# WHAT THE TASK REQUIRES:
Would you please return every line from the listing that contains the word "retaining"?

# SOURCE DATA:
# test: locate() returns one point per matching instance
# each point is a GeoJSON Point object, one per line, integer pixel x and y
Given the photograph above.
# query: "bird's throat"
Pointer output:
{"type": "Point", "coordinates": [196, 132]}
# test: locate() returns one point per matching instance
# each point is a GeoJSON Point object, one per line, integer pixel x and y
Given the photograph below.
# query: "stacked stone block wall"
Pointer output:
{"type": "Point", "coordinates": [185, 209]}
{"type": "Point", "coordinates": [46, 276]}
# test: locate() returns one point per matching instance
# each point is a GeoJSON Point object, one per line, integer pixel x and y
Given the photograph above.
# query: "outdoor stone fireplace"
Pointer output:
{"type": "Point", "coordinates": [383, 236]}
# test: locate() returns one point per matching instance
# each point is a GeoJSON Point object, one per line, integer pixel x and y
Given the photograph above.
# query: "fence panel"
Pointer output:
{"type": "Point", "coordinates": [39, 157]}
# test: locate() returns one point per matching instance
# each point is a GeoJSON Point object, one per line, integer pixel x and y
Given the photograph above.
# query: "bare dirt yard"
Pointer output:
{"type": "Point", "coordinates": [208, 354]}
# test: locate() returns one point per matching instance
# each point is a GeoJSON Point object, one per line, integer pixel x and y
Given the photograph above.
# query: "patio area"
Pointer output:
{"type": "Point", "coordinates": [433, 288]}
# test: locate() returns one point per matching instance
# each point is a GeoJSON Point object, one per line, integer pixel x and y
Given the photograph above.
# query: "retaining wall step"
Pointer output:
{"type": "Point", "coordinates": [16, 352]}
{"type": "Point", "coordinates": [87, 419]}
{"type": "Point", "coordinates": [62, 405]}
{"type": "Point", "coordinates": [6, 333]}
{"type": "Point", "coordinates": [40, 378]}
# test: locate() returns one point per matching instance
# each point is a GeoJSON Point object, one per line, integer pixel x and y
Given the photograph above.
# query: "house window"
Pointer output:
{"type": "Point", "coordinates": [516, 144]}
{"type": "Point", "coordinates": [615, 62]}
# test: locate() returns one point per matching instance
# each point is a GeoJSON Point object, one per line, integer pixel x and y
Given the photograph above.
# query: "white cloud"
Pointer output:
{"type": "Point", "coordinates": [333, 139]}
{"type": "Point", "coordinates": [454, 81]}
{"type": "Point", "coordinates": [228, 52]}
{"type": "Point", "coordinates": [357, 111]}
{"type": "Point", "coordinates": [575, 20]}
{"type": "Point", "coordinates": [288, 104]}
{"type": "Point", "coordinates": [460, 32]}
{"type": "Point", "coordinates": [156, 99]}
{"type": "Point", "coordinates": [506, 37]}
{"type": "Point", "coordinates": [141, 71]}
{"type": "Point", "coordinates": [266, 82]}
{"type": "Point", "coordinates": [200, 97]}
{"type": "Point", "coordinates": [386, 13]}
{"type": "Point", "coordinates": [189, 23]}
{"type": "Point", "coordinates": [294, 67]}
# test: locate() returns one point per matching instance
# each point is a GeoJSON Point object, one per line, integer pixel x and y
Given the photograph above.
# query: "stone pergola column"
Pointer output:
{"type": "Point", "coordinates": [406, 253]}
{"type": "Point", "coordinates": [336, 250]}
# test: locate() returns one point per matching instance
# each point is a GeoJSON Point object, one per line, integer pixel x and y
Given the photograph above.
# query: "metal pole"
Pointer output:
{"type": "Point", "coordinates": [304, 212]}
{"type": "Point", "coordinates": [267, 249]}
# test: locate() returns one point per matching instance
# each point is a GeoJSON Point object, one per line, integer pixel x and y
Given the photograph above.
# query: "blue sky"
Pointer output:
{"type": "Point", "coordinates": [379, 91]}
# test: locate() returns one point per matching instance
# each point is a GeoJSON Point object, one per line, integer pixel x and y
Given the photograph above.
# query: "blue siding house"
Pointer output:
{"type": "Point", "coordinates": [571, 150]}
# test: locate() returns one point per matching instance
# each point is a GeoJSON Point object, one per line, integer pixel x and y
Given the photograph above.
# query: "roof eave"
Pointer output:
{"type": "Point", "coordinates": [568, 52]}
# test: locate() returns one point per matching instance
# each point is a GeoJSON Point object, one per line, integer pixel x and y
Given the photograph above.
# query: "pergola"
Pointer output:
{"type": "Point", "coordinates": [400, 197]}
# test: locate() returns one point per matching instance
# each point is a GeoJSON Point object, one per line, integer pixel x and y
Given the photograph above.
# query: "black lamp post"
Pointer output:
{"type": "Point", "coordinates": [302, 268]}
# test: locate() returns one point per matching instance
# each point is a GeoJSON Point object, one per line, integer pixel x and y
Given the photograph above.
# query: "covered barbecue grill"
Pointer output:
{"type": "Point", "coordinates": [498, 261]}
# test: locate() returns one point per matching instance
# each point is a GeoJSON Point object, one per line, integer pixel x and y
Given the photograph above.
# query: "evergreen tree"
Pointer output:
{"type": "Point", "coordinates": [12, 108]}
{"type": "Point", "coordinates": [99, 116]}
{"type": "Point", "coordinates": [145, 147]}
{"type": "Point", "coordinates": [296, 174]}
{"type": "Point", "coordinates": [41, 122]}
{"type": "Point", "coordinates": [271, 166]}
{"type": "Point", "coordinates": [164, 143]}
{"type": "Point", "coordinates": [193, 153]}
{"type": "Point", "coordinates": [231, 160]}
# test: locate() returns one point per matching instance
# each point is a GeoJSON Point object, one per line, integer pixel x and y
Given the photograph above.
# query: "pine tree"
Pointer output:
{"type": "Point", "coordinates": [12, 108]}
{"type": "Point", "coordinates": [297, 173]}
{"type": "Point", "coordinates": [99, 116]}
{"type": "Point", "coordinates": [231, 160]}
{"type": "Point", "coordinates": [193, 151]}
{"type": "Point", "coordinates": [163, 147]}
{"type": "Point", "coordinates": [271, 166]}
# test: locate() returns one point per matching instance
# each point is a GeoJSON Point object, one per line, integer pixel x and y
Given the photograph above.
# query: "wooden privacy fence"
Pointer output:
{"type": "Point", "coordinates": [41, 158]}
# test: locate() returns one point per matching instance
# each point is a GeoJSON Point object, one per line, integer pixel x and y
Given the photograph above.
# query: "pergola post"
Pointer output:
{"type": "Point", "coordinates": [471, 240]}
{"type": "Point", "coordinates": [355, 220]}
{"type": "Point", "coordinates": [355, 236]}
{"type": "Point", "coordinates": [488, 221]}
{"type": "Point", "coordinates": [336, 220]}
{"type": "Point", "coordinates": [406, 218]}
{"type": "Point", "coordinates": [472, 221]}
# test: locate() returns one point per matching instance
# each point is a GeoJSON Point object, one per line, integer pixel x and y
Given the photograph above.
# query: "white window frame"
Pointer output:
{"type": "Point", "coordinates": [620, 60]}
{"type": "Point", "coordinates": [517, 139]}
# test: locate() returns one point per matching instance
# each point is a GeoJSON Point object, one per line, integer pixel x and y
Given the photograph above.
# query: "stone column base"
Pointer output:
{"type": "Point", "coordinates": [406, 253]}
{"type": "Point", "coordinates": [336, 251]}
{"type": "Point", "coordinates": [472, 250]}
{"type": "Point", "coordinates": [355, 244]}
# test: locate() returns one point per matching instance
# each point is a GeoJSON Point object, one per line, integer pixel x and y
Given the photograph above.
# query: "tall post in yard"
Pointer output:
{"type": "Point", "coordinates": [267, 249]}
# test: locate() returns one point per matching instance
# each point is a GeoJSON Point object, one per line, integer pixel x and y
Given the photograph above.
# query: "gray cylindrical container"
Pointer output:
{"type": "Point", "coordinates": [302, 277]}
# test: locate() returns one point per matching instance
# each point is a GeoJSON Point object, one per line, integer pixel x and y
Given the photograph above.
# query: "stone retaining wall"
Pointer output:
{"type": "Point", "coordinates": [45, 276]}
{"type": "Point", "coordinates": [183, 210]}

# EXERCISE ANSWER:
# query: "retaining wall step"
# query: "stone retaining wall"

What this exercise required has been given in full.